● **Exercise tasks**
1. In the passage on foodie culture, by what percentage did the volunteers in the Minnesota Starvation Experiment reduce their original body weights?
2. Please say whether each statement agrees with the passage on foodie culture, answering yes or no and quoting the deciding words. (a) Most American women engage in disordered eating. (b) The writer fully accepts the Atlantic article's explanation of the generation's obsession with food. (c) The Minnesota Starvation Experiment took place in 1954.

● **Page text**

But what even is “normal?” Seventy-five percent of American women engage in disordered eating (which includes subthreshold behaviors that may not be diagnosable as full-blown eating disorders), and diet culture is rampant across all genders. Therefore, the prevalence of a practice does not necessarily imply that it is non-pathological, and the mass appeal of gourmet culture does not pardon it from scrutiny.
According to a recent Atlantic article, the root of my generation’s collective obsession with food may be due to the influence of technology: sitting at our computers all day has made us socially isolated and deprived of sensory stimulation, and food excites our senses while allowing us to connect with others. Although I concede that technology has definitely had a huge effect on foodie culture and society as a whole, this theory strikes me as incomplete. Advances in technology are just one of the many changes that set us apart from previous generations—eating disorders are also on the rise.
I believe that the increased incidence of eating disorders is strongly related to the growing popularity of gourmet culture. As explained in Zielinski’s article, fanatical foodie-ism has shown to be a natural psychological response to long-term starvation. In the famous 1944 “Minnesota Starvation Experiment,” previously healthy volunteers were put on restrictive diets, decreasing their original body weights by 25 percent.

● **Provided records**
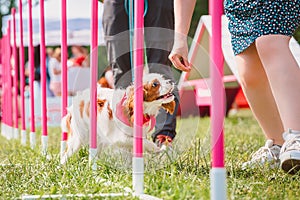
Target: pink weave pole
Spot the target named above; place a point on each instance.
(218, 172)
(22, 76)
(64, 75)
(138, 162)
(43, 79)
(93, 83)
(4, 86)
(31, 76)
(9, 85)
(15, 78)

● **Solutions to the exercise**
1. 25 percent

2.
(a) Yes: "Seventy-five percent of American women engage in disordered eating"
(b) No: "this theory strikes me as incomplete"
(c) No: "In the famous 1944 “Minnesota Starvation Experiment,”"